# CHALLENGE:
Present the material below as a JSON list of strings, with one string per line and blank lines left out. Leave the pictures out of the list.

# EXTRACTED ENTRIES:
__________

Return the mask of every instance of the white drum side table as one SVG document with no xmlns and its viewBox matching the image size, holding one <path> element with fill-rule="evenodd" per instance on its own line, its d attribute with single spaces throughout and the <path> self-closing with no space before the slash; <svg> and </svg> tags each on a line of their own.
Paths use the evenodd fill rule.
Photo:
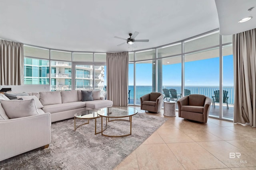
<svg viewBox="0 0 256 170">
<path fill-rule="evenodd" d="M 164 101 L 164 115 L 172 117 L 176 116 L 176 102 Z"/>
</svg>

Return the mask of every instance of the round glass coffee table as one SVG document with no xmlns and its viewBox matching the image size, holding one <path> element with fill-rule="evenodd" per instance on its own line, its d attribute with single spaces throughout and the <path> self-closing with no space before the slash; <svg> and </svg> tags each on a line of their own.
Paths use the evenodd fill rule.
<svg viewBox="0 0 256 170">
<path fill-rule="evenodd" d="M 133 107 L 127 106 L 113 106 L 104 108 L 99 109 L 97 111 L 98 114 L 101 117 L 101 135 L 110 137 L 122 137 L 132 135 L 132 117 L 138 113 L 138 110 Z M 106 121 L 106 127 L 105 129 L 102 127 L 103 117 L 108 118 L 108 121 L 129 121 L 130 122 L 130 133 L 120 135 L 110 135 L 103 134 L 103 131 L 107 127 L 107 121 Z M 115 118 L 122 118 L 129 117 L 129 120 L 124 119 L 114 119 Z M 110 118 L 114 118 L 110 120 Z"/>
<path fill-rule="evenodd" d="M 90 119 L 95 119 L 95 134 L 96 135 L 101 133 L 101 131 L 100 131 L 99 132 L 96 132 L 96 125 L 97 123 L 97 118 L 100 117 L 100 116 L 99 116 L 97 113 L 97 111 L 98 110 L 95 110 L 95 109 L 84 110 L 83 111 L 79 111 L 79 112 L 77 112 L 75 114 L 74 118 L 74 121 L 75 121 L 75 125 L 74 125 L 75 131 L 76 131 L 76 130 L 78 127 L 80 127 L 80 126 L 82 125 L 89 124 L 89 120 Z M 88 121 L 86 123 L 80 125 L 76 127 L 76 119 L 87 119 Z M 106 121 L 107 121 L 107 119 L 106 119 Z"/>
</svg>

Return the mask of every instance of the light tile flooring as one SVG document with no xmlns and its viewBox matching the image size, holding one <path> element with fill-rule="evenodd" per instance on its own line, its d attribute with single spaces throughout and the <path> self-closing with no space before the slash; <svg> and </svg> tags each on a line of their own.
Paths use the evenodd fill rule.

__________

# THE REPLY:
[
  "Return the mask of every instance of the white drum side table as one SVG document with no xmlns and its viewBox matching the image size, holding one <path> element with fill-rule=\"evenodd\" per instance on its own line, its d attribute with single spaces throughout and the <path> self-closing with no space before the slash; <svg> and </svg> tags each on a line of their own.",
  "Paths use the evenodd fill rule.",
  "Photo:",
  "<svg viewBox=\"0 0 256 170\">",
  "<path fill-rule=\"evenodd\" d=\"M 164 101 L 164 115 L 172 117 L 176 116 L 176 102 Z\"/>",
  "</svg>",
  "Return the mask of every instance of the round glass coffee table as one SVG document with no xmlns and its viewBox matching the image size, holding one <path> element with fill-rule=\"evenodd\" per instance on its own line, its d attribute with single spaces throughout and the <path> self-closing with no space before the slash; <svg> and </svg> tags each on a line of their own.",
  "Paths use the evenodd fill rule.",
  "<svg viewBox=\"0 0 256 170\">",
  "<path fill-rule=\"evenodd\" d=\"M 133 107 L 127 106 L 113 106 L 104 108 L 99 109 L 97 111 L 98 114 L 101 117 L 101 135 L 110 137 L 122 137 L 132 135 L 132 117 L 138 113 L 138 110 Z M 106 121 L 106 127 L 105 129 L 102 127 L 103 117 L 108 118 L 108 121 L 129 121 L 130 122 L 130 133 L 120 135 L 110 135 L 103 134 L 103 131 L 107 127 L 107 121 Z M 115 118 L 122 118 L 129 117 L 129 120 L 124 119 L 114 119 Z M 110 118 L 114 118 L 110 120 Z\"/>",
  "<path fill-rule=\"evenodd\" d=\"M 90 119 L 95 119 L 95 134 L 96 135 L 101 133 L 101 131 L 100 131 L 99 132 L 96 132 L 96 125 L 97 123 L 97 118 L 100 117 L 100 116 L 99 116 L 97 113 L 97 111 L 98 110 L 95 110 L 95 109 L 84 110 L 83 111 L 79 111 L 79 112 L 77 112 L 75 114 L 74 118 L 74 121 L 75 121 L 75 125 L 74 125 L 75 131 L 76 131 L 76 130 L 78 127 L 80 127 L 80 126 L 82 125 L 89 124 L 89 120 Z M 88 121 L 86 123 L 80 125 L 76 127 L 76 119 L 87 119 Z M 106 121 L 107 121 L 107 119 L 106 119 Z\"/>",
  "</svg>",
  "Return the mask of every instance of the light tile flooring as one SVG document with no xmlns and its viewBox matching the image size, holding one <path> element with fill-rule=\"evenodd\" per instance on its own line, its d attribute with single spaces throughout and the <path> self-closing with no space before the slash; <svg> and </svg> tags each on a line of their own.",
  "Paths use the evenodd fill rule."
]